• Task directions: Write each line exactly, from the line that holds "TARGET = cluster of houses" through the final line of the material, and no other line.

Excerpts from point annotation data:
* begin *

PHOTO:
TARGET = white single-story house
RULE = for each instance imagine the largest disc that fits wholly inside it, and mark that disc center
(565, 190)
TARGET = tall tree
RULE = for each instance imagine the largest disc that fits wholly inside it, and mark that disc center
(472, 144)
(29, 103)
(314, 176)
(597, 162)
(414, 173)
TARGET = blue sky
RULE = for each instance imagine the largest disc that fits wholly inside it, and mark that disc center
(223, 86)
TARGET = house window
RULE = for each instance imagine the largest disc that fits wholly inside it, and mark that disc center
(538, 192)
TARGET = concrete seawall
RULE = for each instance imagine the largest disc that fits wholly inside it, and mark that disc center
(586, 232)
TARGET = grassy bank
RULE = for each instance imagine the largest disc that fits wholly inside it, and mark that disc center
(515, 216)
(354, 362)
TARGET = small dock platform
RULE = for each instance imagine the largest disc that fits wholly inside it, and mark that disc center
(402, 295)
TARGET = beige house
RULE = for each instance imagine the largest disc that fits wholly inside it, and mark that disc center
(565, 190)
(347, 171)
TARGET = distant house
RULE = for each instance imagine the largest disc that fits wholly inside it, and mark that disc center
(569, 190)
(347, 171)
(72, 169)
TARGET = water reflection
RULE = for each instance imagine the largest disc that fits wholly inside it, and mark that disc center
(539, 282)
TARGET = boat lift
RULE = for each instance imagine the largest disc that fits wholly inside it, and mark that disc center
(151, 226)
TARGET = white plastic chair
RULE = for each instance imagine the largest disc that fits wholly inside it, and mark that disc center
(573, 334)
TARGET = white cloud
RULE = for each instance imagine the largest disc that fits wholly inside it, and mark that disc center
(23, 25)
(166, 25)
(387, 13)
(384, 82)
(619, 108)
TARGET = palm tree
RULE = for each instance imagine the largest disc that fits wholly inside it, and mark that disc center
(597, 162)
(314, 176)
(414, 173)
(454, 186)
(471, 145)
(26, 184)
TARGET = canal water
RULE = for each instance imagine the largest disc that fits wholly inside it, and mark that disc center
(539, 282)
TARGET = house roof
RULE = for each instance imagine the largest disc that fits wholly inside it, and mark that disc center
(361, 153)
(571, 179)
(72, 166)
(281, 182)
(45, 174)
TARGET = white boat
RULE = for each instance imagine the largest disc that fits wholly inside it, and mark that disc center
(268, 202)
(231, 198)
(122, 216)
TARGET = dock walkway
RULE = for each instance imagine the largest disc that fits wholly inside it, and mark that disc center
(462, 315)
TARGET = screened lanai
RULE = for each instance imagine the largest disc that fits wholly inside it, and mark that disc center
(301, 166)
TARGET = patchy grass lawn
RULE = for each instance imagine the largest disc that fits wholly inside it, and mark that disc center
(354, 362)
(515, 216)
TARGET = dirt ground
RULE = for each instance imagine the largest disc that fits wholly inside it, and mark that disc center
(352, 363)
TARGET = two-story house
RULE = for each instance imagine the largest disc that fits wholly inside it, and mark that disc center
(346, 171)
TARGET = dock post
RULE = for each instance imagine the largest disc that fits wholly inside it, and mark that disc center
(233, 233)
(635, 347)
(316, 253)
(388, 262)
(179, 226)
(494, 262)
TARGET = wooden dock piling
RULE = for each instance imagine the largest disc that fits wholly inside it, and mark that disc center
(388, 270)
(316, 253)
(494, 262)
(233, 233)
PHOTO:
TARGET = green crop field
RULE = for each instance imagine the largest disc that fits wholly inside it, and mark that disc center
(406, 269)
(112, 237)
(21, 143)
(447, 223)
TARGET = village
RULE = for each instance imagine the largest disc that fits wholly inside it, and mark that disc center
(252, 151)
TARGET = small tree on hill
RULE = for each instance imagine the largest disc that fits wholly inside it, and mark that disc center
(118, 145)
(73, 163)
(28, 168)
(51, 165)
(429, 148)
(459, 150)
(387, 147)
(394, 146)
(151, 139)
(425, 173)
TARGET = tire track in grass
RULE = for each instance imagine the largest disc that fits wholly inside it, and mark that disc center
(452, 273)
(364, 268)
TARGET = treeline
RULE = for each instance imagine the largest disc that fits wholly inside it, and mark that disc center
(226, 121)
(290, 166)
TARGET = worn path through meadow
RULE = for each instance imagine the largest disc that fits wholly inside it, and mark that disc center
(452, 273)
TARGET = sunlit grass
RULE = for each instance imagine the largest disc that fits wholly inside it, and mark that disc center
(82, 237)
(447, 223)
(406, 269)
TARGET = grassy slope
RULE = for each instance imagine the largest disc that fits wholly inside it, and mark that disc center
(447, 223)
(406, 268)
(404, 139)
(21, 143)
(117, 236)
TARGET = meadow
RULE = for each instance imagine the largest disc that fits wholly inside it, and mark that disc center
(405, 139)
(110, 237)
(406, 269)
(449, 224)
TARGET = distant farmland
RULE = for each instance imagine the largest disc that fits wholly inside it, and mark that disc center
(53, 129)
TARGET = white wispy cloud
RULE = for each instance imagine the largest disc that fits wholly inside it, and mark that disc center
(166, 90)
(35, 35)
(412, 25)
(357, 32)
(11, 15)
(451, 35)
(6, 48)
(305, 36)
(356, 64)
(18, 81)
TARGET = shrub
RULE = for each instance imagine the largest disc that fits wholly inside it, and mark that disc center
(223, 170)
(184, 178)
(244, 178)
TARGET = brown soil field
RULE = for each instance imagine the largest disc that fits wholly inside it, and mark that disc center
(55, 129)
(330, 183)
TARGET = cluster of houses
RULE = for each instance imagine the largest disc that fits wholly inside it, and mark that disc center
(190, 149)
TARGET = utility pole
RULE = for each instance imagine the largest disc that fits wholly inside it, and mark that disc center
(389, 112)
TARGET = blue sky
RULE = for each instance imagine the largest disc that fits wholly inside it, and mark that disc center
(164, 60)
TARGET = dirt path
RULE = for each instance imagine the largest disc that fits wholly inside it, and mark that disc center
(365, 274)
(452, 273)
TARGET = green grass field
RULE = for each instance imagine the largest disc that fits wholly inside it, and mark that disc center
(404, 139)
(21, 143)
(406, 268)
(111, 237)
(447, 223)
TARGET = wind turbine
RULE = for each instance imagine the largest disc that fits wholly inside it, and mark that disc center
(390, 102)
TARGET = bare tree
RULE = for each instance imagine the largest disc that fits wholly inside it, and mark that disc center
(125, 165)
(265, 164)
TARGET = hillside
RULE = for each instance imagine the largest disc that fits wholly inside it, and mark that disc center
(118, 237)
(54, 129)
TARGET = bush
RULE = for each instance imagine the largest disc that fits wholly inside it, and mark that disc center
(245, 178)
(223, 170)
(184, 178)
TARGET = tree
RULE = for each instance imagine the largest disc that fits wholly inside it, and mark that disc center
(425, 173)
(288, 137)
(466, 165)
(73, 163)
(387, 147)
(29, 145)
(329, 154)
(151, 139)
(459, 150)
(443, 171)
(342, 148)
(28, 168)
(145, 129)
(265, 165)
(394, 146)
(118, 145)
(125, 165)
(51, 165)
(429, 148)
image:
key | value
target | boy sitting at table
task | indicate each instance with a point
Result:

* end *

• Correct result:
TARGET = cluster of houses
RULE = for each instance imagine the largest disc that fits wholly inside it, and mark that disc center
(190, 149)
TARGET = utility pole
RULE = for each instance imagine the largest disc that fits wholly inside it, and mark that disc center
(389, 112)
TARGET = blue sky
RULE = for each instance imagine the largest disc that fits wholly inside it, and mark that disc center
(164, 60)
TARGET = dirt path
RULE = for each instance imagine the largest disc that fits wholly inside it, and mark that disc center
(365, 274)
(452, 273)
TARGET = green grass field
RULE = for each instance imagine the largest disc that fits wholly inside it, and mark that disc center
(404, 139)
(21, 143)
(406, 268)
(111, 237)
(447, 223)
TARGET = wind turbine
RULE = for each instance imagine the largest disc that fits wholly inside it, and mark that disc center
(390, 102)
TARGET = bare tree
RULE = for each instance imagine the largest disc that fits wholly inside it, and mark that disc center
(125, 165)
(265, 164)
TARGET = hillside
RULE = for each instance imagine the largest disc that fits wholly inside it, and mark that disc center
(118, 237)
(54, 129)
TARGET = bush
RULE = for each instance imagine the largest disc that fits wholly inside it, and mark that disc center
(245, 178)
(223, 170)
(184, 178)
TARGET = tree
RULE = for each instance imagine the largest disc that fits wholly inside it, and mark that disc center
(425, 173)
(288, 137)
(466, 165)
(73, 163)
(387, 147)
(29, 145)
(329, 154)
(151, 139)
(459, 150)
(443, 171)
(342, 148)
(28, 168)
(145, 129)
(265, 165)
(394, 146)
(118, 145)
(125, 165)
(51, 165)
(429, 148)
image:
key | value
target | boy sitting at table
task | indicate each instance with a point
Result:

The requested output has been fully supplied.